PASSAGE ->
"""
Wrappers for mean-field policies. 
"""
from typing import Any
import jax.numpy as jnp

from mfax.algos.hsm.utils.mf_policy_wrappers import MeanFieldPolicy, RecurrentMeanFieldPolicy
from mfax.algos.hsm.utils.mf_value_wrappers import MeanFieldValue, RecurrentMeanFieldValue
from mfax.algos.hsm.utils.mf_qnet_wrappers import MeanFieldQNet, RecurrentMeanFieldQNet

# --- agent-wrapper ---
class MFActorWrapper:

    def __init__(
        self,
        mf_policy: MeanFieldPolicy,
        mf_params: dict,
        obs_normalizer: Any,
        normalize_obs: bool,
        local_s_normalizer: Any,
        normalize_local_s: bool):
        self.mf_policy = mf_policy
        self.mf_params = mf_params
        self.obs_normalizer = obs_normalizer
        self.normalize_obs = normalize_obs
        self.local_s_normalizer = local_s_normalizer
        self.normalize_local_s = normalize_local_s

    def __call__(self, local_states, global_obs, mf_params=None):
        if mf_params is None:
            mf_params = self.mf_params
        global_obs = self.obs_normalizer(global_obs, self.normalize_obs)
        local_states = self.local_s_normalizer(local_states, self.normalize_local_s)
        prob_a = self.mf_policy.dist_prob(mf_params, local_states, global_obs)
        return prob_a


class MFRecurrentActorWrapper:

    def __init__(
        self,
        mf_policy: RecurrentMeanFieldPolicy,
        mf_params: dict,
        obs_normalizer: Any,
        normalize_obs: bool,
        local_s_normalizer: Any,
        normalize_local_s: bool,
    ):
        self.mf_policy = mf_policy
        self.mf_params = mf_params
        self.obs_normalizer = obs_normalizer
        self.normalize_obs = normalize_obs
        self.local_s_normalizer = local_s_normalizer
        self.normalize_local_s = normalize_local_s
        self.hidden_size = mf_policy.global_encoder.hidden_size

    def init_hidden(self, batch_size: int) -> jnp.ndarray:
        return self.mf_policy.init_hidden(batch_size, self.hidden_size)

    def __call__(self, local_states, global_obs, hidden_state, done=None, mf_params=None):
        if mf_params is None:
            mf_params = self.mf_params
        if done is None:
            done = jnp.zeros((global_obs.shape[0],), dtype=bool)
        global_obs = self.obs_normalizer(global_obs, self.normalize_obs)
        local_states = self.local_s_normalizer(local_states, self.normalize_local_s)
        prob_a, next_hidden = self.mf_policy.dist_prob(
            mf_params, local_states, global_obs, hidden_state, done
        )
        return prob_a, next_hidden


class MFQNetWrapper:

    def __init__(
        self,
        mf_qnet: MeanFieldQNet,
        mf_params: dict, 
        obs_normalizer: Any,
        normalize_obs: bool,
        local_s_normalizer: Any,
        normalize_local_s: bool
    ):
        self.mf_qnet = mf_qnet
        self.mf_params = mf_params
        self.obs_normalizer = obs_normalizer
        self.normalize_obs = normalize_obs
        self.local_s_normalizer = local_s_normalizer
        self.normalize_local_s = normalize_local_s

    def __call__(self, local_obs, global_obs):
        global_obs = self.obs_normalizer(global_obs, self.normalize_obs)

(Items from a data source)

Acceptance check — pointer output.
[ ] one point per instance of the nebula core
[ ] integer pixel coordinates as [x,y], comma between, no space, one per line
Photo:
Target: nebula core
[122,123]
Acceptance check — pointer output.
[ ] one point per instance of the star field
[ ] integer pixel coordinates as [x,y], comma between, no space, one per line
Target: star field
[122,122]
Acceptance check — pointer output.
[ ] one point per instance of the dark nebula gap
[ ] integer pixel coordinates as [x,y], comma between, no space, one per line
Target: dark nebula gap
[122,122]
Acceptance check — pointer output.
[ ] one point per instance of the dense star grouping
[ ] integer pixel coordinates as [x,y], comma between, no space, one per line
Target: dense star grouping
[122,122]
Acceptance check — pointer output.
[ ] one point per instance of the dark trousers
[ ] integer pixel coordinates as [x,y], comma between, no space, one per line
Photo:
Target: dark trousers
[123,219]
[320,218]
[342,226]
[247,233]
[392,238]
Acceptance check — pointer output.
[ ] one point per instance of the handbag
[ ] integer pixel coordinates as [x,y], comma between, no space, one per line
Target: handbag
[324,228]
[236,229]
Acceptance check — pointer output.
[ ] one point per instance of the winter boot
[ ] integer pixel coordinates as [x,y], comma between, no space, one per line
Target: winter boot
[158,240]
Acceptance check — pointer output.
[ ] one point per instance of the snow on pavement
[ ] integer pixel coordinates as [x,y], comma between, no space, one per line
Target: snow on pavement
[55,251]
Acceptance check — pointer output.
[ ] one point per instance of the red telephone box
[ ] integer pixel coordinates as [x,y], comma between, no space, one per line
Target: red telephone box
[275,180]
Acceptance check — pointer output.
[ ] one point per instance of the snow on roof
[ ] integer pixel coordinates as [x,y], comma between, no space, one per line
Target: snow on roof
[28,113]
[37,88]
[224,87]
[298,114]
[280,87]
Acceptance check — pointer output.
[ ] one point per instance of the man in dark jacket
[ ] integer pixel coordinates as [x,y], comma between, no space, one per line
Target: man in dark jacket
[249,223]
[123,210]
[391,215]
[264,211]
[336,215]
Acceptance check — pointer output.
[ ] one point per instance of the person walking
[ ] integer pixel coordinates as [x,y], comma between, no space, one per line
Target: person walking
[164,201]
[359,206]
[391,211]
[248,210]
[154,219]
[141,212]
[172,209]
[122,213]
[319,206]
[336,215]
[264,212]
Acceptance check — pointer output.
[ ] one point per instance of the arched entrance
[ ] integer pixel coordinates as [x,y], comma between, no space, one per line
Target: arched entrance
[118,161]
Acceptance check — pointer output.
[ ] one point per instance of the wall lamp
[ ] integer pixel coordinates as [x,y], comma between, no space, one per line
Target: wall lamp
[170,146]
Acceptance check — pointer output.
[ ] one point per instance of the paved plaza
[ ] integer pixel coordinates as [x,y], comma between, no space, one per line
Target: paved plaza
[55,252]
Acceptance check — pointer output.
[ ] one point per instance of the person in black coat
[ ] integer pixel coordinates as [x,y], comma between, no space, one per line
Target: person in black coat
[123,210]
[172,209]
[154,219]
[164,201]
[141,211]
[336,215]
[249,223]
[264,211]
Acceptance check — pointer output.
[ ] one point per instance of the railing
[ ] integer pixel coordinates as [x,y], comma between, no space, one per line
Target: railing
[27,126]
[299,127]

PROBLEMS ->
- A) In the mean-field wrapper code, why can an MFActorWrapper still be called without passing mf_params?
- B) List every class name that the mean-field wrapper code imports from the mfax modules.
These entries were taken from a different source than the wrapper code.

PROBLEM SOLUTIONS ->
- A) The constructor stores the parameters as self.mf_params. When __call__ receives mf_params as None, it falls back to self.mf_params.

- B) MeanFieldPolicy, RecurrentMeanFieldPolicy, MeanFieldValue, RecurrentMeanFieldValue, MeanFieldQNet, RecurrentMeanFieldQNet